• _Consigne écrite 1_
Traduisez en anglais la phrase « Chaque coup de pédale devient une victoire minuscule. », tirée du récit de l'ascension du col de la Bonette.

• _Extrait du texte_
>>>

J’ai roulé ce col fin septembre, juste avant la fermeture hivernale. Voici ce qui se passe vraiment là-haut, entre le premier virage et le moment où vous comprenez pourquoi les cyclistes en parlent les yeux brillants.
🌅 Départ à l’aube : Saint-Étienne-de-Tinée encore endormi
Tout commence dans le silence frais du matin, à Saint-Étienne-de-Tinée. L’air sent la résine et la pierre humide. Le panneau « Col de la Bonette – 30 km » impressionne immédiatement. Pas de chrono aujourd’hui. Juste l’envie de grimper tranquillement vers le toit des Alpes françaises.
Les premiers kilomètres serpentent dans les forêts de mélèzes qui commencent à jaunir. La pente tourne autour de 6%, régulière, presque agréable. Le cliquetis de la transmission se mêle au silence automnal. Pas de circulation, pas de bruit de moteur. Le col se gagne seul, à son rythme.
Peu à peu, la vallée s’élargit. Le décor se vide. Les arbres cèdent la place aux pelouses d’altitude teintées d’ocre. Les sommets apparaissent au loin, d’abord timides, puis massifs. Le corps trouve son équilibre : respiration ample, jambes qui tournent, esprit qui décroche.
🏔️ Vers 2 000 mètres : quand le monde disparaît
Vers la moitié de la montée, le paysage bascule brutalement. La végétation disparaît presque. Les couleurs virent au beige, au gris, au noir minéral. C’est le domaine du vent, du silence absolu et de la lumière crue. On comprend pourquoi la Bonette est décrite comme « une route vers la lune ».
Chaque virage dévoile une perspective nouvelle : vallées profondes qui plongent à pic, pics aux formes déchiquetées, plaques de neige qui ne fondent jamais. Le souffle se fait court, l’air se raréfie, mais l’envie d’aller voir « là-haut » prend le dessus sur la fatigue.
À mesure que la route s’élève, on quitte définitivement le monde habité. Le compteur affiche 2 400, 2 600, 2 700 mètres. Les oreilles se bouchent, la température chute de 10 degrés, le vent gifle le visage. Mais impossible de s’arrêter. Le sommet appelle.
⛰️ Le dernier kilomètre : brutal et grandiose
Le dernier kilomètre vers la Cime de la Bonette devient cruel. Rampe à 10%, face au vent, avec l’impression d’arriver sur une autre planète. Les jambes brûlent, les poumons cherchent l’air qui se raréfie. Mais le décor compense tout.
À droite, le vide s’ouvre sur des centaines de mètres. À gauche, les rochers noirs tranchent avec le ciel bleu profond de septembre. Chaque coup de pédale devient une victoire minuscule. Et puis soudain, le panneau : 2 802 mètres. La plus haute route d’Europe.
🌍 Au sommet : un silence qui résonne
Arriver à la Cime de la Bonette, c’est poser le pied dans un décor minéral presque silencieux. Devant soi, un panorama à 360° sur les Alpes du Sud et le Mercantour. Les vallées s’étirent à perte de vue. On distingue à peine les villages minuscules au fond des gorges.

<<<

• _Consigne écrite 2_
Combien de lignes des enregistrements contiennent la chaîne « shirt », en tenant compte de la casse ? Donnez uniquement le nombre.

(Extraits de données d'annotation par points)

>>>

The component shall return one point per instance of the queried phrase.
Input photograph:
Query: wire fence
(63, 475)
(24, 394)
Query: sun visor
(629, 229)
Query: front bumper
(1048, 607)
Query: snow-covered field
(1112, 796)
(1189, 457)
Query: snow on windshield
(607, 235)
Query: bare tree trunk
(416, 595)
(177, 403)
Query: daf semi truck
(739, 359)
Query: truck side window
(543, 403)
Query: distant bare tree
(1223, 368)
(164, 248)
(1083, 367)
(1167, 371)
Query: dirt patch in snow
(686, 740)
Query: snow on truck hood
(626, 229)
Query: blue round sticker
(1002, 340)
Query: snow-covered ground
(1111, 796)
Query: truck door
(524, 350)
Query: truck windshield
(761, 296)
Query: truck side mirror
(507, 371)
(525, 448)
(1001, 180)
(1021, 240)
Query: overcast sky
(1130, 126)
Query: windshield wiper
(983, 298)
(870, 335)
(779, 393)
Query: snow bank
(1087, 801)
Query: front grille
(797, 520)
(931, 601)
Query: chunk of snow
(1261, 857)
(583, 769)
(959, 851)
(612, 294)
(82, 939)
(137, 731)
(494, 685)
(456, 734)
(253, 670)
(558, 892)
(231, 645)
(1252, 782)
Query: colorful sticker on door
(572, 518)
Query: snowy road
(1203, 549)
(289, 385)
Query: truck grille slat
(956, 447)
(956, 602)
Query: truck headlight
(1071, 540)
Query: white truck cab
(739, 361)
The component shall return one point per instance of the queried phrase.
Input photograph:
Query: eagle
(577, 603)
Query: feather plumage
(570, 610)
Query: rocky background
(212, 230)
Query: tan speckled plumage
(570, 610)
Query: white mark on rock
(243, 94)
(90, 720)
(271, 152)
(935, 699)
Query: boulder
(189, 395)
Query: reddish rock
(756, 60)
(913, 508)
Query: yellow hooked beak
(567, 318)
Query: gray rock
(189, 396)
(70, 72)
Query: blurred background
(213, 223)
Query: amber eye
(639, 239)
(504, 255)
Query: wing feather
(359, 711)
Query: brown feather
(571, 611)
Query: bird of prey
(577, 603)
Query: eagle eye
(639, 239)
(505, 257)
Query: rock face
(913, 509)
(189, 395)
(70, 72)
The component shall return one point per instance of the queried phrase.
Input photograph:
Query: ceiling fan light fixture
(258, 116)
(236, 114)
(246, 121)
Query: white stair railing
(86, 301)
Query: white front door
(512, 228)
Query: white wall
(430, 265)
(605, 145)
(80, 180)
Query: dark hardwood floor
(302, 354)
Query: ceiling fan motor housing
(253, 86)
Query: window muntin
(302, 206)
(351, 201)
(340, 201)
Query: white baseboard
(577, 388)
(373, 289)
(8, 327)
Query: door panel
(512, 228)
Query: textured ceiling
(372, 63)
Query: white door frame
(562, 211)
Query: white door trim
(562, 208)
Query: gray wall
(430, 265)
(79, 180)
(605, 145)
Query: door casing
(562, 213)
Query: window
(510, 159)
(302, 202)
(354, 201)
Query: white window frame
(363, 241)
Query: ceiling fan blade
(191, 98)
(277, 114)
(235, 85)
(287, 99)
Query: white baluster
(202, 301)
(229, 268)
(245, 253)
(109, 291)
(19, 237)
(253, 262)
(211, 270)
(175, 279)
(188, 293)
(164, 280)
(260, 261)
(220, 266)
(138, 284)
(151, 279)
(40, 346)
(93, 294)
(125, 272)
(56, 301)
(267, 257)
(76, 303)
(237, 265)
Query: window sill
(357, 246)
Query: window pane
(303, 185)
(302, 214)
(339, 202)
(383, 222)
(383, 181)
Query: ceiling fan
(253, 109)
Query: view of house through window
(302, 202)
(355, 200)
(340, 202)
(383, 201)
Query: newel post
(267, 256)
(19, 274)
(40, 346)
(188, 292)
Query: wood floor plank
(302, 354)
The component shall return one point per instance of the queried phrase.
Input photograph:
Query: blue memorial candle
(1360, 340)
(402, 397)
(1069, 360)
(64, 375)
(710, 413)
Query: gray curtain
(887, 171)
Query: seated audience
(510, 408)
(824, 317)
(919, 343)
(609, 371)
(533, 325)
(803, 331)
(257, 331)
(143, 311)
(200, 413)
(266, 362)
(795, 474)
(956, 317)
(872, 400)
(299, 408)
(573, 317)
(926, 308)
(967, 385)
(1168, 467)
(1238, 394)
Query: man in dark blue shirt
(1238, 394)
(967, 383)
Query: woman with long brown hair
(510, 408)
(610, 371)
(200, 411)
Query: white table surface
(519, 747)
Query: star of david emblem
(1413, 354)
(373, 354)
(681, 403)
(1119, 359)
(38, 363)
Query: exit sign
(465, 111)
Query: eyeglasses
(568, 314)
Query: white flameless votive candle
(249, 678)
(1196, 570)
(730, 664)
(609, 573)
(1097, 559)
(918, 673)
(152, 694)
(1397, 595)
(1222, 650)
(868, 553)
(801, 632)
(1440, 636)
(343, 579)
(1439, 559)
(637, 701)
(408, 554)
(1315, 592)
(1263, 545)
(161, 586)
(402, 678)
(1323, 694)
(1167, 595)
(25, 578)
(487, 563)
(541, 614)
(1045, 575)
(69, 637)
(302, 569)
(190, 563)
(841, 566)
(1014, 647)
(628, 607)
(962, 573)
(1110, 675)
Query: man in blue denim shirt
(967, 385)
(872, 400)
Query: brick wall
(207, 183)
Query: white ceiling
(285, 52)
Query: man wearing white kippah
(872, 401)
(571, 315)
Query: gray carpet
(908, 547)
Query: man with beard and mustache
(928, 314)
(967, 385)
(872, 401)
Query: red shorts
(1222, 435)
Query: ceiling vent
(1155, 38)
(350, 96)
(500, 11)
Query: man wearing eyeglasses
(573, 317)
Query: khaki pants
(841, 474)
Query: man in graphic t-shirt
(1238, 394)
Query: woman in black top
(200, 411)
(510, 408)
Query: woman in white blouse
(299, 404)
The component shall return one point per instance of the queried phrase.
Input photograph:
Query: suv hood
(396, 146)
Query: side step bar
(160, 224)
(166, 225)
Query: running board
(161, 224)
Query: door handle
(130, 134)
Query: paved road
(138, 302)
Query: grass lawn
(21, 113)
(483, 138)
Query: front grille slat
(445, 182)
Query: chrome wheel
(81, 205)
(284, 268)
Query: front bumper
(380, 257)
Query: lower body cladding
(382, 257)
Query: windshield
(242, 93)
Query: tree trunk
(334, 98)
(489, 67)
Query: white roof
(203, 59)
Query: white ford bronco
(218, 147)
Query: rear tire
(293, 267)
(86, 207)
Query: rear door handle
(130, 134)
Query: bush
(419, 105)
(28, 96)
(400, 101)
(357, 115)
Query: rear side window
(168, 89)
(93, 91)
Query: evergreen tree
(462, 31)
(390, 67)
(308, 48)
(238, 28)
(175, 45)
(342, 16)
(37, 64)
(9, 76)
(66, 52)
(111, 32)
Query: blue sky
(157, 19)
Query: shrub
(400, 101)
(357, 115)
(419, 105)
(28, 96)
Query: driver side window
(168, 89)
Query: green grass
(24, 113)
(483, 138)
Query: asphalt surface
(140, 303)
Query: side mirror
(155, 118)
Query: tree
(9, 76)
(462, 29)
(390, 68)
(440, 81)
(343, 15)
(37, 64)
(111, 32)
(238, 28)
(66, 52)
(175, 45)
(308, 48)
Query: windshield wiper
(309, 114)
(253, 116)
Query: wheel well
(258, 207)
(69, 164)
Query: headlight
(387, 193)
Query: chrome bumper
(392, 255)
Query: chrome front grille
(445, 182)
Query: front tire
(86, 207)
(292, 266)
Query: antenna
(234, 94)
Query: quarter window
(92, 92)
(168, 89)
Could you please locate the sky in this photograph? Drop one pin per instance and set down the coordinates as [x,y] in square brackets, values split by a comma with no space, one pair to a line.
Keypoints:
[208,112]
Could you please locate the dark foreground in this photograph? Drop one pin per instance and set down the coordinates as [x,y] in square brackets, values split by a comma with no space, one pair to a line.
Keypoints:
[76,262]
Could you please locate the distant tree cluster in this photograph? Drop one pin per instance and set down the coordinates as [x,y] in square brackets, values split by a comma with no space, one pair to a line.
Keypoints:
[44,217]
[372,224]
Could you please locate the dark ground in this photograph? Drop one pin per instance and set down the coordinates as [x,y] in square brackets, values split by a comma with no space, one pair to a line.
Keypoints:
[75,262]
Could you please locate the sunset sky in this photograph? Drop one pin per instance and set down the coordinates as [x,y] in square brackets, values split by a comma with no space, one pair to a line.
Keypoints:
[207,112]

<<<

• _Réponse 1_
Every pedal stroke becomes a tiny victory.

• _Réponse 2_
3